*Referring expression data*

--

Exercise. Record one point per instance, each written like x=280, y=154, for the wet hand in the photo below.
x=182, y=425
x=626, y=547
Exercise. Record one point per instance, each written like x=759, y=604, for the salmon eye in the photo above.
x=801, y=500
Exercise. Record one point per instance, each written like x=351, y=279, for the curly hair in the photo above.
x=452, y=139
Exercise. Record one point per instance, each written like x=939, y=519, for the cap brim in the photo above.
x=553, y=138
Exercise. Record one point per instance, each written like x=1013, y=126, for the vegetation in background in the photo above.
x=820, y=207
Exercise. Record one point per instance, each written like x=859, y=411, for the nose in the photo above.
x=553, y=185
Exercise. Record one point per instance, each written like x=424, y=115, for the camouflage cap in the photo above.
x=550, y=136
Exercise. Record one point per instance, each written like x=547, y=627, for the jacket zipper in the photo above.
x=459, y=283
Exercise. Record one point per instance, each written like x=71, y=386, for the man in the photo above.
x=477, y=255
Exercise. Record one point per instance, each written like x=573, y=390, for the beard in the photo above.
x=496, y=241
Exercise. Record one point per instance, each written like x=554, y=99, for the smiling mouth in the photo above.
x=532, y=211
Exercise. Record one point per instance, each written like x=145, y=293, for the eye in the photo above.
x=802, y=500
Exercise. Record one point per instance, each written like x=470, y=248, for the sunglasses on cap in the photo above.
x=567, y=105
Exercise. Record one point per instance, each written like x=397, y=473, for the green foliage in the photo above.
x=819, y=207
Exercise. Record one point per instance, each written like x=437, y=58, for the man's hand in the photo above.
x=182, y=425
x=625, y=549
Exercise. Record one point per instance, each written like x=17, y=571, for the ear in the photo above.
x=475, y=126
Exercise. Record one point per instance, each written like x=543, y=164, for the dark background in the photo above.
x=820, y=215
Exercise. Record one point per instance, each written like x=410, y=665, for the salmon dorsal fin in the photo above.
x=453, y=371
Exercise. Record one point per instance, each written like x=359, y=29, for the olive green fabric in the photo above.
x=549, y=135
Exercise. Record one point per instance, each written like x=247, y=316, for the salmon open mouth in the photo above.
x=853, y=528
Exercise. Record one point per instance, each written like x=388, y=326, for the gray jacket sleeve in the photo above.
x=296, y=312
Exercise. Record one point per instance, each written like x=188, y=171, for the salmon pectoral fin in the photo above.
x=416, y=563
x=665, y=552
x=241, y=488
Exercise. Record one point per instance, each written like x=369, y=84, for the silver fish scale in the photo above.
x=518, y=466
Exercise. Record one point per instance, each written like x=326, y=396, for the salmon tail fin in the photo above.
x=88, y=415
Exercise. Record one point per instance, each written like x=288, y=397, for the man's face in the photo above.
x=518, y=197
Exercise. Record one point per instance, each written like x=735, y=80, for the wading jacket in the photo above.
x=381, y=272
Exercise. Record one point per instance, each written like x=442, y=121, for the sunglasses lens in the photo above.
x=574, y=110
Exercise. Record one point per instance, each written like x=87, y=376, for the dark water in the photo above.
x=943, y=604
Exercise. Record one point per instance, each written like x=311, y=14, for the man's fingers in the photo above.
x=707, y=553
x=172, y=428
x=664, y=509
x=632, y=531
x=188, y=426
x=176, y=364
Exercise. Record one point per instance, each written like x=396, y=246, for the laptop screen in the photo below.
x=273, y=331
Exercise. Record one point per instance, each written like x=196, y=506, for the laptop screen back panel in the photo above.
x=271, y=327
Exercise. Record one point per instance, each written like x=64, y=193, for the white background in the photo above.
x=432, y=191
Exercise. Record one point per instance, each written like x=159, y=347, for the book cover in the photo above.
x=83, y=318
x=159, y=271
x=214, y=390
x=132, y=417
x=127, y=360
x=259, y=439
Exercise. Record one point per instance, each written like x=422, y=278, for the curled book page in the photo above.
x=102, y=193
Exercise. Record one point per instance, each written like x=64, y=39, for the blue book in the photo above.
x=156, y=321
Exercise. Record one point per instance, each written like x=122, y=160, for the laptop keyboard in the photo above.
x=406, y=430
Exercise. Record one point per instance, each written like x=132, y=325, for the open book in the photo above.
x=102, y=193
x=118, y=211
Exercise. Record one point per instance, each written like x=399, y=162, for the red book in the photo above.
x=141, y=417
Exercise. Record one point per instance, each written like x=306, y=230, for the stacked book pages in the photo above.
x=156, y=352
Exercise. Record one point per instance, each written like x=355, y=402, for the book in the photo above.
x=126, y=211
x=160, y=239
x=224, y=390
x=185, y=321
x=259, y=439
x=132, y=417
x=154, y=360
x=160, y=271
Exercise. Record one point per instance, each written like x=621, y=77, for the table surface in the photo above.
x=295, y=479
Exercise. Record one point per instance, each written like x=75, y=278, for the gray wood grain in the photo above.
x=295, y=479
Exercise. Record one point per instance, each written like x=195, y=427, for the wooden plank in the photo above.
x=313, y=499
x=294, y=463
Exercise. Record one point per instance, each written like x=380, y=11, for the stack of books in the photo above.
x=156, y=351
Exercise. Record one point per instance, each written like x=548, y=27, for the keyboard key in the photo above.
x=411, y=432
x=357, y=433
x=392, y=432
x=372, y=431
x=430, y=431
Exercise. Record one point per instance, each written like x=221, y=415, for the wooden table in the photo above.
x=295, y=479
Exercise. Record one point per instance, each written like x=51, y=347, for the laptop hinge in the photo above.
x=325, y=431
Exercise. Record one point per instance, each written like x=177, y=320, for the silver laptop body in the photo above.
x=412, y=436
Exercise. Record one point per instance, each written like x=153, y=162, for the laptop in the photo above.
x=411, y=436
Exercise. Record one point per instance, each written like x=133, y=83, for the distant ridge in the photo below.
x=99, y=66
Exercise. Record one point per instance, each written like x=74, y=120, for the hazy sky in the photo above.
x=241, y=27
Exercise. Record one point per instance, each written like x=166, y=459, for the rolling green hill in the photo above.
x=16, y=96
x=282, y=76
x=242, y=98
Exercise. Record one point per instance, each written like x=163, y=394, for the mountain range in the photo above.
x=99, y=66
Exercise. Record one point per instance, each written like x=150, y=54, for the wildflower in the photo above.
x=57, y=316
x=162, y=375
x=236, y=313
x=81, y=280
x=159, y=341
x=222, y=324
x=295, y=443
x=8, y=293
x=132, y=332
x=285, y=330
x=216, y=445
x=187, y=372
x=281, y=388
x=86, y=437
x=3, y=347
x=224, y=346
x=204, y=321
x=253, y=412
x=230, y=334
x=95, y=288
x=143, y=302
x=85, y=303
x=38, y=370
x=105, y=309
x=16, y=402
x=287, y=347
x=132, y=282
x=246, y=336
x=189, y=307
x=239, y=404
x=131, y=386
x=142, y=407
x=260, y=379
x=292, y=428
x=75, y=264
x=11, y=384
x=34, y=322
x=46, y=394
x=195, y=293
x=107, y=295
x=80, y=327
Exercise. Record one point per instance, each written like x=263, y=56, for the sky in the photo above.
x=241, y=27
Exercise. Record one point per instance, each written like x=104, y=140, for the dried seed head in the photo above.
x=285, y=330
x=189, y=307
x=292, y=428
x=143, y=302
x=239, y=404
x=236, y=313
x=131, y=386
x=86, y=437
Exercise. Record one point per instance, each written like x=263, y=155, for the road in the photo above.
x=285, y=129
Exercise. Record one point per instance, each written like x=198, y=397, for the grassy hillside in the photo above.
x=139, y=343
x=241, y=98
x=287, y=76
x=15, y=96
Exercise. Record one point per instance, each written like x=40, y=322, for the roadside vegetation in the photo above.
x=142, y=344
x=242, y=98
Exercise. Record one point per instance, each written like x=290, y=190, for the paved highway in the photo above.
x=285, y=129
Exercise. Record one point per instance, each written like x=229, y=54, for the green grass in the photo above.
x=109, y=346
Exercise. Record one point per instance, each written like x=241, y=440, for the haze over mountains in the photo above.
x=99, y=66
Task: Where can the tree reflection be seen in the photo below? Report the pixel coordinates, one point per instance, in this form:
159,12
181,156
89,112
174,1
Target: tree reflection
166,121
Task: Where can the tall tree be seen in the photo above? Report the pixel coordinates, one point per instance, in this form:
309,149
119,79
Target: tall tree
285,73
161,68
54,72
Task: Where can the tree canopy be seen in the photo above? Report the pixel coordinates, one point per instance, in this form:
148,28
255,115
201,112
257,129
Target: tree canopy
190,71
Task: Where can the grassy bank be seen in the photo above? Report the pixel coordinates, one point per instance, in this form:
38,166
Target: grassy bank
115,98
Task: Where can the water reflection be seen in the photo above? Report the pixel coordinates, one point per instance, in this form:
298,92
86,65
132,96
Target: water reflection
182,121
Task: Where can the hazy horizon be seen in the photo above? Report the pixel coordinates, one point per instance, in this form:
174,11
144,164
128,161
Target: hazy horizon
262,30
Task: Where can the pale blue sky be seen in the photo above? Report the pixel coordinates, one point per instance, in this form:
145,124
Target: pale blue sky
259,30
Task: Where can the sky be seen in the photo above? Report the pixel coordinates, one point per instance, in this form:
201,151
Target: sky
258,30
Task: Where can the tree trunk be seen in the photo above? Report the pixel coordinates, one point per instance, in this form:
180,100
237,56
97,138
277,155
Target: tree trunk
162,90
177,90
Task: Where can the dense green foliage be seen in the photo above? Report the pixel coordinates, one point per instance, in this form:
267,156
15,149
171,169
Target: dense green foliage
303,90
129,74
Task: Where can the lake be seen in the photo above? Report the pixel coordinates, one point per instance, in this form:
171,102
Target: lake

--

*Problem details*
The exercise is to copy out every line above that has the word "lake" in it.

*Task solution*
Task: Where can the lake be seen in the photo above? Report the pixel coordinates, one point per instance, in this form:
Target: lake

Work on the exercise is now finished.